══ MATERIAL ══

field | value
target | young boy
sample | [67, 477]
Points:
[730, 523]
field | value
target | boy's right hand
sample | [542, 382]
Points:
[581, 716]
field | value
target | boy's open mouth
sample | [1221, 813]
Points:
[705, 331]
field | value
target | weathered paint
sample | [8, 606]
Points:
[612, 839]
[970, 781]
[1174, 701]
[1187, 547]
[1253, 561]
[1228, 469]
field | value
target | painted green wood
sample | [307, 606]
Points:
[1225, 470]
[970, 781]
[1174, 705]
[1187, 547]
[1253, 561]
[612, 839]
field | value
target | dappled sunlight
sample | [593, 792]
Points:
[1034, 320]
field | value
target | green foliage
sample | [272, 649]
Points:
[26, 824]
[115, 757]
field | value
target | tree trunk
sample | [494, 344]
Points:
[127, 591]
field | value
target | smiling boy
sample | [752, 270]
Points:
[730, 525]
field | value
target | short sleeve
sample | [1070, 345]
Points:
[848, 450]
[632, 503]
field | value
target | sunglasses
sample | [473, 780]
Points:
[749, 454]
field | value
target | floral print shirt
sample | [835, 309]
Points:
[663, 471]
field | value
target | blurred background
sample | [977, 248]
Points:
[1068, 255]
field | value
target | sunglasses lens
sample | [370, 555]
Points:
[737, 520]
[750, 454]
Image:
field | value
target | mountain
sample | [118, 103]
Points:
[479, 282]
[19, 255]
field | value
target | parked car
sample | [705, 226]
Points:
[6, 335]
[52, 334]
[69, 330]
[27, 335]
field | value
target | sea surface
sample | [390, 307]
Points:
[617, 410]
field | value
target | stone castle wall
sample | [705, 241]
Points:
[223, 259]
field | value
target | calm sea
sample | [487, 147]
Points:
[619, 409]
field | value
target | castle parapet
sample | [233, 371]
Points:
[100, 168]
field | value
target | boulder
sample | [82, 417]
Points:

═══

Please reproduce every line of the material word for word.

* _RESPONSE_:
field | value
target | young boy
sample | [67, 477]
Points:
[730, 523]
field | value
target | boy's right hand
sample | [542, 382]
Points:
[581, 716]
field | value
target | boy's open mouth
sample | [1221, 813]
Points:
[705, 331]
field | value
target | weathered paint
sample | [8, 606]
Points:
[612, 839]
[970, 781]
[1174, 701]
[1187, 547]
[1253, 561]
[1228, 469]
field | value
target | painted green wood
sample | [307, 606]
Points:
[1225, 470]
[970, 781]
[1174, 705]
[1187, 547]
[1253, 561]
[612, 839]
field | value
target | dappled sunlight
sample | [593, 792]
Points:
[1034, 320]
field | value
target | green foliage
sample | [272, 649]
Points:
[26, 824]
[115, 757]
field | value
target | tree trunk
sample | [494, 344]
Points:
[127, 591]
field | value
target | smiling boy
sample | [752, 270]
Points:
[730, 525]
field | value
target | short sleeve
sample | [1070, 345]
Points:
[848, 450]
[632, 503]
field | value
target | sunglasses
sample | [473, 780]
Points:
[749, 454]
field | value
target | floral print shirt
sample | [835, 309]
Points:
[663, 471]
field | value
target | blurred background
sample | [977, 248]
Points:
[1068, 255]
field | value
target | sunglasses lens
sample | [370, 555]
Points:
[737, 520]
[750, 454]
Image:
field | value
target | mountain
sample | [118, 103]
Points:
[479, 282]
[19, 255]
field | value
target | parked car
sample | [705, 226]
Points:
[6, 335]
[52, 334]
[69, 330]
[27, 335]
field | value
target | sea surface
sample | [390, 307]
Points:
[617, 410]
field | value
target | stone castle wall
sample | [705, 241]
Points:
[223, 259]
field | value
target | calm sea
sample | [487, 147]
Points:
[619, 409]
field | value
target | castle parapet
sample | [233, 371]
Points:
[100, 168]
field | value
target | boulder
sample | [82, 417]
Points:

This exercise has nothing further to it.